_EXERCISE AIM_.
Gather every line of the data below that contains the string "metal", matching case exactly.

Outline labeling records
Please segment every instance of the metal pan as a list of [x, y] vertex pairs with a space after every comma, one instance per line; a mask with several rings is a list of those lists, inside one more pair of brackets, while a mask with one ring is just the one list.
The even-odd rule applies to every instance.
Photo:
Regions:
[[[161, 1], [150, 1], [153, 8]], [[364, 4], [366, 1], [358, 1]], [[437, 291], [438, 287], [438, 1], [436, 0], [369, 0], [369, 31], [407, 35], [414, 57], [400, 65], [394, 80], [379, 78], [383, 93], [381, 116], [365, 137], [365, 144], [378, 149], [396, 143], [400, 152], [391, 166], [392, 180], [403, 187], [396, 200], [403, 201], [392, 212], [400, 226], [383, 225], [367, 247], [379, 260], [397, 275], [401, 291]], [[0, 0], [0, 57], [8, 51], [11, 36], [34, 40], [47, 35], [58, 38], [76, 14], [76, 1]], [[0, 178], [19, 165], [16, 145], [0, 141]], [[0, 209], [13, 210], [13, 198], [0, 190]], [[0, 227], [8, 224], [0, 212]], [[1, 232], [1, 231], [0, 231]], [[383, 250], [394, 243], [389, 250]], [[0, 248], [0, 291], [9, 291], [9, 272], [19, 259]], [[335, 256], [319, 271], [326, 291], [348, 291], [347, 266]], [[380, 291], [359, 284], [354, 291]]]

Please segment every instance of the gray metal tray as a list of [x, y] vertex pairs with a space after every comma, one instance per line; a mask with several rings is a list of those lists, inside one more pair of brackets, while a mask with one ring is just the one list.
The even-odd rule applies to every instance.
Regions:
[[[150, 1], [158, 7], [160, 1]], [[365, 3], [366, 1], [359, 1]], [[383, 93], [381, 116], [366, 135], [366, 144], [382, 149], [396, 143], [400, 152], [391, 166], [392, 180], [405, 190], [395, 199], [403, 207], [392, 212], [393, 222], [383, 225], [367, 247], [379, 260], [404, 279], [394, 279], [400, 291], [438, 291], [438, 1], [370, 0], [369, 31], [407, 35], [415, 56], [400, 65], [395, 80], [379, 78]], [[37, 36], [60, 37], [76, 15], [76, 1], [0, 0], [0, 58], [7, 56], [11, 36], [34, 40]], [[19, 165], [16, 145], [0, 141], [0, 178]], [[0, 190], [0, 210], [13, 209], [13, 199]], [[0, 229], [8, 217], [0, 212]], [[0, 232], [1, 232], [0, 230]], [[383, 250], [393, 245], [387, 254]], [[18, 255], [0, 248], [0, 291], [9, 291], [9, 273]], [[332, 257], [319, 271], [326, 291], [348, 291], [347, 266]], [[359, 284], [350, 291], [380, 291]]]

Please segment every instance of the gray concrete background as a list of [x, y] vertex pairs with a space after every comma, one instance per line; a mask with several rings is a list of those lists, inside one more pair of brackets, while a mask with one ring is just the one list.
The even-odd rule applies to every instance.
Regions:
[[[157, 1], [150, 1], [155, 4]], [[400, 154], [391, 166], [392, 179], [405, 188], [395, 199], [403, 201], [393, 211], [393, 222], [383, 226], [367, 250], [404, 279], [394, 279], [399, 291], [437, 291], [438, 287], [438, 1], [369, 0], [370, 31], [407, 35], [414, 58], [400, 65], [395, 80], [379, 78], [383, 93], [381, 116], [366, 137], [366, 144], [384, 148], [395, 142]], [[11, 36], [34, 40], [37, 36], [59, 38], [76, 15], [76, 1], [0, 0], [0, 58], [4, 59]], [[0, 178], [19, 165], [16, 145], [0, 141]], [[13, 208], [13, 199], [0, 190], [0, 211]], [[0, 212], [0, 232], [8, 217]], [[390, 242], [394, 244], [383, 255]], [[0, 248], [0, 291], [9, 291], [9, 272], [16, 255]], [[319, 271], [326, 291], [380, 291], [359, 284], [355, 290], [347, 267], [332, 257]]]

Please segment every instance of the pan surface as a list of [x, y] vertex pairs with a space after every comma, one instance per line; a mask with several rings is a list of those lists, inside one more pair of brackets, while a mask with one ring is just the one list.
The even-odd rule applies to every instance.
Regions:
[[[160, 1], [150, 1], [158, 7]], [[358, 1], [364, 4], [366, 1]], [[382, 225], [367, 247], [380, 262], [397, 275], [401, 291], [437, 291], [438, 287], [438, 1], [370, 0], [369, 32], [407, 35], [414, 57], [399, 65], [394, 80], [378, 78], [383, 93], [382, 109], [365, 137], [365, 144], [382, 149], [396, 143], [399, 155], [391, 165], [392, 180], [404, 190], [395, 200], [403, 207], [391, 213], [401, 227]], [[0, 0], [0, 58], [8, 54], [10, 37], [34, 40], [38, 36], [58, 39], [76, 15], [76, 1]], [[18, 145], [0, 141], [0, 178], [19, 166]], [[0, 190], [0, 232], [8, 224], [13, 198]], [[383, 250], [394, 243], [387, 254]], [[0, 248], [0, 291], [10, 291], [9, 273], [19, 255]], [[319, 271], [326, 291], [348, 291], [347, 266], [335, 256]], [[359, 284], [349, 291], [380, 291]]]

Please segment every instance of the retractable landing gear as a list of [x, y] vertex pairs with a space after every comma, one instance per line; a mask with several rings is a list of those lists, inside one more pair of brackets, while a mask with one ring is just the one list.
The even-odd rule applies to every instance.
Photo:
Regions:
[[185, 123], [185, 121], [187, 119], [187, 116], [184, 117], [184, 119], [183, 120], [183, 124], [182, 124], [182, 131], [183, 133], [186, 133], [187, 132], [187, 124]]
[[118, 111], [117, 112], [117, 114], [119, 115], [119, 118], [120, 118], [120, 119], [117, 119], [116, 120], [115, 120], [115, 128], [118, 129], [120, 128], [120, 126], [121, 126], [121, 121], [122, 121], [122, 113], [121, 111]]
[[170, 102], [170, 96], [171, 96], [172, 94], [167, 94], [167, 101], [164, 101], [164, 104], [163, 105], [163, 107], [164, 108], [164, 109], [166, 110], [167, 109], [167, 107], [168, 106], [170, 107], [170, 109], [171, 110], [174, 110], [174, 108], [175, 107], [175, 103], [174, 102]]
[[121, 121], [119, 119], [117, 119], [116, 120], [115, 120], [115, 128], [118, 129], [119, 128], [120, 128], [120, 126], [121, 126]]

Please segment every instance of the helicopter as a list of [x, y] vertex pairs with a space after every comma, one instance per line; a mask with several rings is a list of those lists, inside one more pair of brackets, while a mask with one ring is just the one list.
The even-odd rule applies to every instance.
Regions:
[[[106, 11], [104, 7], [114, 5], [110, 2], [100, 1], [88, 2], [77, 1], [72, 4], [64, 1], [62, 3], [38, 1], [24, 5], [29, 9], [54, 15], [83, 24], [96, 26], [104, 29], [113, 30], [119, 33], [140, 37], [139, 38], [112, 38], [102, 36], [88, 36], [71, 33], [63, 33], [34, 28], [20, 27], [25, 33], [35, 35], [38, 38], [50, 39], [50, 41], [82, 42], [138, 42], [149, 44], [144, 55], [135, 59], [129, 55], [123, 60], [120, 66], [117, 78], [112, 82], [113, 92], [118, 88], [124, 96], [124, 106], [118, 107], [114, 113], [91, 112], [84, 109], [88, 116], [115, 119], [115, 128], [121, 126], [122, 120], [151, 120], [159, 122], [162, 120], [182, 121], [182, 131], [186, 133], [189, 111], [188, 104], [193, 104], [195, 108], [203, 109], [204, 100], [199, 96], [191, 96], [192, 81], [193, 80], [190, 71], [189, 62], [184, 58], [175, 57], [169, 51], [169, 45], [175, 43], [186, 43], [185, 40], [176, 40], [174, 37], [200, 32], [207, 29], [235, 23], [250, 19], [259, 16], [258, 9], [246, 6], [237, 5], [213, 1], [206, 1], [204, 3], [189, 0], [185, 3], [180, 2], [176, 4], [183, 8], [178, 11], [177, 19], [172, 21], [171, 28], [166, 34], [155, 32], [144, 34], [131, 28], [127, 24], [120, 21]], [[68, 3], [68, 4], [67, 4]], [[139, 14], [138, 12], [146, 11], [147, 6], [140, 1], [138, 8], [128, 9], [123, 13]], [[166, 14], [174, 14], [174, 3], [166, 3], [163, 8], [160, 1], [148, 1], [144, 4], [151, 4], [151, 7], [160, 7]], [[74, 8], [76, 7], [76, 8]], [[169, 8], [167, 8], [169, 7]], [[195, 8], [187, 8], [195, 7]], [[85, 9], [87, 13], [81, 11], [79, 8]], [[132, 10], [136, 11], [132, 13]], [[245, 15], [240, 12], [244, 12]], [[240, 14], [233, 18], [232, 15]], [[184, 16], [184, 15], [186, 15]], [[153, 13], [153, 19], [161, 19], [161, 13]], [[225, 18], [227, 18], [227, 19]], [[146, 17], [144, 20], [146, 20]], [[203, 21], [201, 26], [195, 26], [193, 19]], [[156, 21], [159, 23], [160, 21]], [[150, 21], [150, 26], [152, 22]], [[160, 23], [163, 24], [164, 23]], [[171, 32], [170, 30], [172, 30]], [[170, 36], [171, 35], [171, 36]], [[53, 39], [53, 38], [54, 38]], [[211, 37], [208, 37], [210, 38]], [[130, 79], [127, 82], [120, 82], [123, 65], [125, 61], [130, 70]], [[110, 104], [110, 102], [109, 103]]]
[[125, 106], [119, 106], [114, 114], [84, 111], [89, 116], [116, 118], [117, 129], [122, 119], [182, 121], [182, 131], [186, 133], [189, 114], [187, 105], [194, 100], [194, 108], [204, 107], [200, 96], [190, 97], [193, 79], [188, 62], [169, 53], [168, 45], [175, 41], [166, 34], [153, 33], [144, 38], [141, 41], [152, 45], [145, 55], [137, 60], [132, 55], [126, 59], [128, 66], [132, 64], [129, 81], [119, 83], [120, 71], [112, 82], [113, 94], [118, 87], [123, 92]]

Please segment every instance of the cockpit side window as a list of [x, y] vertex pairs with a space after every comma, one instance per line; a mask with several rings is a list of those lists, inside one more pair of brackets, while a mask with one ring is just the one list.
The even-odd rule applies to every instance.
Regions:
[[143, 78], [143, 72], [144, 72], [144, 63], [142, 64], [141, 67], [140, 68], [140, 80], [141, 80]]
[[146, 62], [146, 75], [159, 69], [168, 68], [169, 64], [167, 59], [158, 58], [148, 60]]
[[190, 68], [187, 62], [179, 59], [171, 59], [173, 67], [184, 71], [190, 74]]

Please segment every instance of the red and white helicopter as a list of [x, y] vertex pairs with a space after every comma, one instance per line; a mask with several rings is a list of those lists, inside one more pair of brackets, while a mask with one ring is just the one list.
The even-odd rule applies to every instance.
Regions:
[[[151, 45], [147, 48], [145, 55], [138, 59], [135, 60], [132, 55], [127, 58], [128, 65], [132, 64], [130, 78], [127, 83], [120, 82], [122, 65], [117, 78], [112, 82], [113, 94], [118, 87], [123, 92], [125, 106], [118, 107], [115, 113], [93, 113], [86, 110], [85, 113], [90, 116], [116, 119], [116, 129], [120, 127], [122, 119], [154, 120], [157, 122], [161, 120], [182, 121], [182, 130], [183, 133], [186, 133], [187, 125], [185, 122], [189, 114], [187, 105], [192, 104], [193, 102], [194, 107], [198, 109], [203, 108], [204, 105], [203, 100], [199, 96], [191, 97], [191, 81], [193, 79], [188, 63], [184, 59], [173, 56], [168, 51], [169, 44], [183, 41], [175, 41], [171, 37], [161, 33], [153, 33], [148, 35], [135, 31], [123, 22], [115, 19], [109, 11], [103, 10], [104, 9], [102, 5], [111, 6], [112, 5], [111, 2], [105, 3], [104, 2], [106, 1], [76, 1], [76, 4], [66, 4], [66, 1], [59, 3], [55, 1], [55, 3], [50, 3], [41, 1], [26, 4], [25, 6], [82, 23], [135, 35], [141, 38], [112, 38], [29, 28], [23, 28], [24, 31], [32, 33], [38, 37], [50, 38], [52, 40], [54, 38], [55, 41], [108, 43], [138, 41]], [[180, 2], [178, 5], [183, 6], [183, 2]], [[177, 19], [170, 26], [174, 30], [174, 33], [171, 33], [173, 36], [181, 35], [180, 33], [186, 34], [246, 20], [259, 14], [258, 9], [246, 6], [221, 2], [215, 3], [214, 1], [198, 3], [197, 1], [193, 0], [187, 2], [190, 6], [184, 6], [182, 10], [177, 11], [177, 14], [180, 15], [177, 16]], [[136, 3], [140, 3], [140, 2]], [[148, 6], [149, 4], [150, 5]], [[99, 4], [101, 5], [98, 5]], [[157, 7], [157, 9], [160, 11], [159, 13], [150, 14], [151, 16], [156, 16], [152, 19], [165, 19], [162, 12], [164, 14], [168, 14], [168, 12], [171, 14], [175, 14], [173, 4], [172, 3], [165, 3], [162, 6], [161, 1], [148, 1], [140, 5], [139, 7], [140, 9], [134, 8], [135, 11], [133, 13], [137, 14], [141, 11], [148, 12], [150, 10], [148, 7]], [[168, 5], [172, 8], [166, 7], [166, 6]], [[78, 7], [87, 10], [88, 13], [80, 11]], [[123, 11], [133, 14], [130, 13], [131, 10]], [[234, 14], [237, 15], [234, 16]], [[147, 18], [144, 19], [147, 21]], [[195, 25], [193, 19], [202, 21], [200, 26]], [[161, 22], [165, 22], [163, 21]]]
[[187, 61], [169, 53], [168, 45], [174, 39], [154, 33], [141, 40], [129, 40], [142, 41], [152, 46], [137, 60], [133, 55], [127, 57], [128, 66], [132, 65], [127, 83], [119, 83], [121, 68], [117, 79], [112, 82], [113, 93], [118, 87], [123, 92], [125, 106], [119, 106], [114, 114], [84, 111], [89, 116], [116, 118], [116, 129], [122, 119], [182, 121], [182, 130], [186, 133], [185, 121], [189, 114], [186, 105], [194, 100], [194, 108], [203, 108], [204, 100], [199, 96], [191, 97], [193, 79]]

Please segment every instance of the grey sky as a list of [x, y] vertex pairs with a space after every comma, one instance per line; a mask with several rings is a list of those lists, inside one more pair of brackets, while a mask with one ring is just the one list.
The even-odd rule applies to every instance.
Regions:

_WRITTEN SOLUTION_.
Please segment every instance of the metal pan as a list of [x, y] vertex pairs with a space after every comma, one instance per line; a mask with several rings is a list of those lists, inside one more pair of brackets, while a mask with one ring is just the one list.
Please segment every instance of the gray metal tray as a list of [x, y] vertex pairs with a space after every comma, one instance per line; a mask with several rings is a list of those lists, inside one more pair of brackets, while a mask with one ring is just the one list.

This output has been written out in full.